[INPUT FOR THIS TASK]

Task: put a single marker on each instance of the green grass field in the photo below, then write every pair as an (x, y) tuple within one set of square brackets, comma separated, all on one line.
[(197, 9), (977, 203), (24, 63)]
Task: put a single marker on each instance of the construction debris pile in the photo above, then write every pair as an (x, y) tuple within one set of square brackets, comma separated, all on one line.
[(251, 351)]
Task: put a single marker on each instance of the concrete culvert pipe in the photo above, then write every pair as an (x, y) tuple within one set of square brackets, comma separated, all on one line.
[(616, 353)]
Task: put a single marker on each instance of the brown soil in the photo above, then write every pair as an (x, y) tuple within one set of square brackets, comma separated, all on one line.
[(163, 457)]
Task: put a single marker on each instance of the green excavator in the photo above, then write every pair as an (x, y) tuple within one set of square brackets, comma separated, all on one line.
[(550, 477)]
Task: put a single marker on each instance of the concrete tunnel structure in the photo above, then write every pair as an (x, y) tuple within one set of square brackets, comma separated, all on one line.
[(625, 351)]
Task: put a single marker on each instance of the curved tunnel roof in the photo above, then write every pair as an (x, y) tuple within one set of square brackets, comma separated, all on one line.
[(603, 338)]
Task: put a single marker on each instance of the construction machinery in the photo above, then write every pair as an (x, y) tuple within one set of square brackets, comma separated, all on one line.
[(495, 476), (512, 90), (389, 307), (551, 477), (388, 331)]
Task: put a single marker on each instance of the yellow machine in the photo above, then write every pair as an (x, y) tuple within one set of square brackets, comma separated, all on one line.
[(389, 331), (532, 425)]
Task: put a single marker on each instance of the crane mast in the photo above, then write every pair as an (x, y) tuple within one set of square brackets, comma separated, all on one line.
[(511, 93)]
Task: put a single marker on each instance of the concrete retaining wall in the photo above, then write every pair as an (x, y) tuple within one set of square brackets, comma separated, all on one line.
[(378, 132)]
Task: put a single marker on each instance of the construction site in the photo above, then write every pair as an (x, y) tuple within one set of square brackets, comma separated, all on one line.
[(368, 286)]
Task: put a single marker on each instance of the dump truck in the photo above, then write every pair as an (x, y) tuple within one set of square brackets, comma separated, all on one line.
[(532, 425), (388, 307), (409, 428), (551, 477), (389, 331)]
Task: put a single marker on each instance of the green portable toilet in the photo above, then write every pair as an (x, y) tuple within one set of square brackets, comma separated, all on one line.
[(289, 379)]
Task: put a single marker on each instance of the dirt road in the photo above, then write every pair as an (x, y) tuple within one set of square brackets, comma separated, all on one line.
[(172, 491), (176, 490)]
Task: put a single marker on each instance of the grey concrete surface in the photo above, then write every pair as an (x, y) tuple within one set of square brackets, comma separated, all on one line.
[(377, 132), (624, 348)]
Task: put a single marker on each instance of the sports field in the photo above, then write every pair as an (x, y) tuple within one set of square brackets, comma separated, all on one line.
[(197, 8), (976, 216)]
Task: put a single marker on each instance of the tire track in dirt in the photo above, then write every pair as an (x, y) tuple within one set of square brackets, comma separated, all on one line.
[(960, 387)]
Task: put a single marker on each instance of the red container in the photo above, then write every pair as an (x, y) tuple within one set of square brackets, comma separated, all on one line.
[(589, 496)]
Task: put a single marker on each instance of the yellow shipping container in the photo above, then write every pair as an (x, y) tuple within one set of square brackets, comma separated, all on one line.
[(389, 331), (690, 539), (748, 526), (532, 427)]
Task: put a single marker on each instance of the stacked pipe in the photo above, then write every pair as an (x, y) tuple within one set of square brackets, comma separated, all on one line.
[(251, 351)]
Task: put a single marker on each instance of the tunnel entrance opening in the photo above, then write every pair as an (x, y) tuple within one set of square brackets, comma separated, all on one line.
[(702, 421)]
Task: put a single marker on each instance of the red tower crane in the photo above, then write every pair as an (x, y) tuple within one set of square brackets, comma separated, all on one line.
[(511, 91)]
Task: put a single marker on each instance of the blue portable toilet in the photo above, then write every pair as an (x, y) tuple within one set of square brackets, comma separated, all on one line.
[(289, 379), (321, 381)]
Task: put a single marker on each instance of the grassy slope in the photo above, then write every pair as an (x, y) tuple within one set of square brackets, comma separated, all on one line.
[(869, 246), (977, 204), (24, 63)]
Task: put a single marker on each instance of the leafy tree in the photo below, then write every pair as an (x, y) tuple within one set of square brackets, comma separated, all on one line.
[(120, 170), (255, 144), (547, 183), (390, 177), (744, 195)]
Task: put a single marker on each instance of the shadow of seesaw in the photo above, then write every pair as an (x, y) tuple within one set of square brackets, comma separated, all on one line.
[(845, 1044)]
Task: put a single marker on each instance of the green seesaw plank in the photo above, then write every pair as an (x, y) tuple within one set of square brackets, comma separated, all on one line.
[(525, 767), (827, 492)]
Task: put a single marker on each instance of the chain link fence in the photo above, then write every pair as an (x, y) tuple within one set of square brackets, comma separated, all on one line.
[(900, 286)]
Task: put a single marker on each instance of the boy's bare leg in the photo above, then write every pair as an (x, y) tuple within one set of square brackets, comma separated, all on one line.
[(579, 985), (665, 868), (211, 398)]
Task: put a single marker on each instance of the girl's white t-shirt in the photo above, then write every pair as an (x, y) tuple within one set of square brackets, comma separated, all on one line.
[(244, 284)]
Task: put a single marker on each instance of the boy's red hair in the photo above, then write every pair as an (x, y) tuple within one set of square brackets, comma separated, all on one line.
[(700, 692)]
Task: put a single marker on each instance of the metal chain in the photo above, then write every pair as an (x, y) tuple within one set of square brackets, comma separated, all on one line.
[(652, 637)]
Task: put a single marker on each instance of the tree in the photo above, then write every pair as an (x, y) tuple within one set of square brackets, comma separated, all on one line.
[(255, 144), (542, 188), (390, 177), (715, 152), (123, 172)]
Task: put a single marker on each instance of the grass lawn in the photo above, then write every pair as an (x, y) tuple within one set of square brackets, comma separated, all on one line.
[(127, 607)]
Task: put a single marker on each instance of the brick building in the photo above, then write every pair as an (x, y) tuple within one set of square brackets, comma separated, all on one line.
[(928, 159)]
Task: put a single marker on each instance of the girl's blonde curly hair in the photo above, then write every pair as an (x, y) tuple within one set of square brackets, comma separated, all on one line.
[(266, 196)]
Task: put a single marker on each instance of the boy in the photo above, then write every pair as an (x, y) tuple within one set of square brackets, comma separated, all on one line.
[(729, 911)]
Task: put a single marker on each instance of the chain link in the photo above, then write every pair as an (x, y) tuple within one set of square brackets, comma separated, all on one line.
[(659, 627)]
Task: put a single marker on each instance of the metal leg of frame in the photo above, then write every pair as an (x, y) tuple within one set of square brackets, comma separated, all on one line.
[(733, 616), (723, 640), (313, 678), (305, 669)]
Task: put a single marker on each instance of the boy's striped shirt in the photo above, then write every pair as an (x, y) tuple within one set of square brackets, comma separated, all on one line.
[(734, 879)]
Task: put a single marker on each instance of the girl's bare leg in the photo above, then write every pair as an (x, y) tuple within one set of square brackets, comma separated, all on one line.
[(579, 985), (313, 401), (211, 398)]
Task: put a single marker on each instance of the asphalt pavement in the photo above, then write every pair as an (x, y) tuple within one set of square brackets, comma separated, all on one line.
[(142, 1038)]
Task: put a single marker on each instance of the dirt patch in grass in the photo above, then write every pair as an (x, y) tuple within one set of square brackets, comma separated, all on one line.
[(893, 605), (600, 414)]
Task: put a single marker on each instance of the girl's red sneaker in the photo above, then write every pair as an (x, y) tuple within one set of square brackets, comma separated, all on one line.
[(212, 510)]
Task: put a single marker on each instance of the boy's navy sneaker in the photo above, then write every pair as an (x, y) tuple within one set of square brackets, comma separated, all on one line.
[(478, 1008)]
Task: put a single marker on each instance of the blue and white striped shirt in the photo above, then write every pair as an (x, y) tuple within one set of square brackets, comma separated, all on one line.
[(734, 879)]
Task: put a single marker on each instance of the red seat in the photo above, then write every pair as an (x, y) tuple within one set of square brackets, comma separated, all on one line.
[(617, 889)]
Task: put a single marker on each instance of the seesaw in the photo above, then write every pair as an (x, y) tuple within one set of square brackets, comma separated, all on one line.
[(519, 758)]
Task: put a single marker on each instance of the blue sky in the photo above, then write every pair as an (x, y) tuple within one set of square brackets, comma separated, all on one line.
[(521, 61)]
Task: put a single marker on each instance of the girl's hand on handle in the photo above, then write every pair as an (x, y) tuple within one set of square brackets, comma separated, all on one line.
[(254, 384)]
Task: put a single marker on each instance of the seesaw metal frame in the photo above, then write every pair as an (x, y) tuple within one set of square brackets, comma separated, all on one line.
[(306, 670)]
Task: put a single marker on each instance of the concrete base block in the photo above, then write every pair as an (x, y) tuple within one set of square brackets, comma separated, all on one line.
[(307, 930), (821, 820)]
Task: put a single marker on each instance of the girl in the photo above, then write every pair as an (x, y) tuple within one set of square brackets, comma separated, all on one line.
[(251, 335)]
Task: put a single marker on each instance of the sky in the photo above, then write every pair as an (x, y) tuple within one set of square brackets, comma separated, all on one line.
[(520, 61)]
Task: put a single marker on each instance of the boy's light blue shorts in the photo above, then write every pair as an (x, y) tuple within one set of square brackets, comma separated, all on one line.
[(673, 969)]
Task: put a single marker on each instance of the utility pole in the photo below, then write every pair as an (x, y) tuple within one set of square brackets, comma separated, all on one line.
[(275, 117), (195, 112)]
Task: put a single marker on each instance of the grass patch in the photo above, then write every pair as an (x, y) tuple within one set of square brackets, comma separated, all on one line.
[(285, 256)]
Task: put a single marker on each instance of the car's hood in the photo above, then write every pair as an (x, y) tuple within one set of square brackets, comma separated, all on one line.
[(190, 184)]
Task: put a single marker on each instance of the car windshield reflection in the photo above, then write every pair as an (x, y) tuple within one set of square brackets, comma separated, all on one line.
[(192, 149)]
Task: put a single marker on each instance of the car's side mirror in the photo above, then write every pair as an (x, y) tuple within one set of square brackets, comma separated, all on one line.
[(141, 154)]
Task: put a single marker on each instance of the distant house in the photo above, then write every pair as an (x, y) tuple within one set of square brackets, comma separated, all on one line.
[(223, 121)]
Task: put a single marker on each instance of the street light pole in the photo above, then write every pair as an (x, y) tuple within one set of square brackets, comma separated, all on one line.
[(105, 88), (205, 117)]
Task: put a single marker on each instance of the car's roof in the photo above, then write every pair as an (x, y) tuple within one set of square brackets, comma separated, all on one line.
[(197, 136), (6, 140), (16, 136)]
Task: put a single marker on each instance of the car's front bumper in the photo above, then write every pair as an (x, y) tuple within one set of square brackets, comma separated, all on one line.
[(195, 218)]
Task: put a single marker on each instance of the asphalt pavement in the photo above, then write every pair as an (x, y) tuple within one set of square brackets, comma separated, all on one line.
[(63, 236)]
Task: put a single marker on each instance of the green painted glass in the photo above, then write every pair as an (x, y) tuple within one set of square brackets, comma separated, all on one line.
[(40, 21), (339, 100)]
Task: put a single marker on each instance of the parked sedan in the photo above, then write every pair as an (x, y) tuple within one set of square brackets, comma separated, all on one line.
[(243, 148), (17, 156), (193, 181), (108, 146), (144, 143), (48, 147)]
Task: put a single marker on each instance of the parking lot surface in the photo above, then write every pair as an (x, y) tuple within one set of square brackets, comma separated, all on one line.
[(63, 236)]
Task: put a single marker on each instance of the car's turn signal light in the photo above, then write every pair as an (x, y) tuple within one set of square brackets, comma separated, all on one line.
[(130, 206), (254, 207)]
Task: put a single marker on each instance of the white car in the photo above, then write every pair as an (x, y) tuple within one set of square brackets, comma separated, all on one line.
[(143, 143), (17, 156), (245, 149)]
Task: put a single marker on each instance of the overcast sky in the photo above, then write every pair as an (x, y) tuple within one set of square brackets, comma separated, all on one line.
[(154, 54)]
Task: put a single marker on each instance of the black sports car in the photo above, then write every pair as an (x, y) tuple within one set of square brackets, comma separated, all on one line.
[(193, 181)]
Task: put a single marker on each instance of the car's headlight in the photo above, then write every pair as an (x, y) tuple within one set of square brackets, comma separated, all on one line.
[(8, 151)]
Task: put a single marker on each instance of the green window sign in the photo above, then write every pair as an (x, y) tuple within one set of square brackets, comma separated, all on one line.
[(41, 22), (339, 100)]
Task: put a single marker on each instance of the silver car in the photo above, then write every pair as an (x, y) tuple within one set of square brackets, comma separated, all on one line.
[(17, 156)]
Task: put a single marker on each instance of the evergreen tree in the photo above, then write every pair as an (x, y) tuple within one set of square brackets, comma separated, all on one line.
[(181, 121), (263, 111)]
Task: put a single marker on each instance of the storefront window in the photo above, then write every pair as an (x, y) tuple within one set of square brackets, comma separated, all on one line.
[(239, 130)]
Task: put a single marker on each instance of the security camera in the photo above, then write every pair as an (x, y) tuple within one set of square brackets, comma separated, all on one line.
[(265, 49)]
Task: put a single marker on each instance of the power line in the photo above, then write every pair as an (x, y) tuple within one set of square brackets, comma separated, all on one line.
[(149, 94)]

[/INPUT FOR THIS TASK]

## WHAT THIS TASK INVOLVES
From the line containing "Task: put a single marker on each instance of the security" through the last line of the records above, reproduce every line exactly.

## WRITTEN SOLUTION
Task: put a single marker on each instance of the security camera in the photo above, then write every pair as an (x, y) tuple within one set of square brackets, comma separated, all on one line.
[(265, 49)]
Task: put a single marker on each instance of the power line in the photo above, then write every pair as an (x, y) tuple within one set of square brackets, comma separated, all on one line.
[(149, 94)]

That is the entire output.